Joe Biden thought he had it made with his abrupt pullout from Afghanistan…..
Donald Trump started it….
Biden accelerated it…
American troop draw downs….
THAT was greeted by efforts by Iran in trying to get MORE American troops out of the Middle East…
They figured that the Americans where tired of depositing their troops far from home ….
(And America began worrying MUCH MORE about China a place Biden HAS been able to engage and cool things…)
They were Right….
In applying the screws to Biden thru different proxies and the Israeli/Hamas conflict?
They have put President Biden is place he make a decision …
Something he has seemed to be uncomfortable about…
Projecting American military might beyond America’s borders….
Donald Trump IS an isolationist…
He does NOT look outward except if someone IS ‘paying him’….
Biden WOULD like part of that…
Iran’s actions and American lawmakers are NOT gonna allow him to do so….
For America to NOT be involved around the planet IS in ITSELF Dangerous….
Pearl Harbor, Sept 9-11 and even Israeli’s Oct. 7 HAVE shown….
Now, amid intense bombardment from Iran-backed groups, more than a dozen current and former U.S. officials, lawmakers and congressional aides say Washington’s deprioritization of the Middle East, and specifically its approach on Iran, has left the U.S. vulnerable. Many were granted anonymity to discuss sensitive national security matters.

Information shown ->
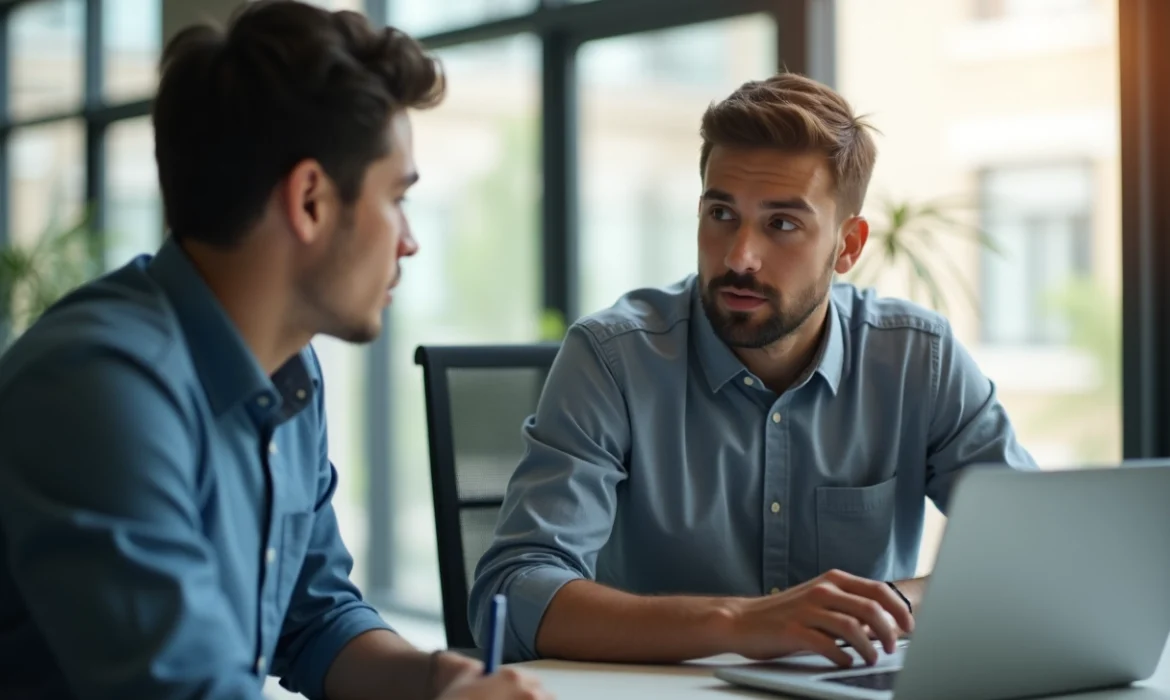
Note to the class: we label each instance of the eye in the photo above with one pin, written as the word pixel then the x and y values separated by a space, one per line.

Work instructions ->
Decide whether each statement agrees with the post about Biden, Iran and the Middle East, answering yes or no and quoting the deciding words of the post: (a) Donald Trump is described as an isolationist; (b) Biden is described as unable to engage with China; (c) every U.S. official who spoke about the Middle East was named.

Expected output ->
(a) Yes: "Donald Trump IS an isolationist"
(b) No: "China a place Biden HAS been able to engage and cool things"
(c) No: "Many were granted anonymity to discuss sensitive national security matters."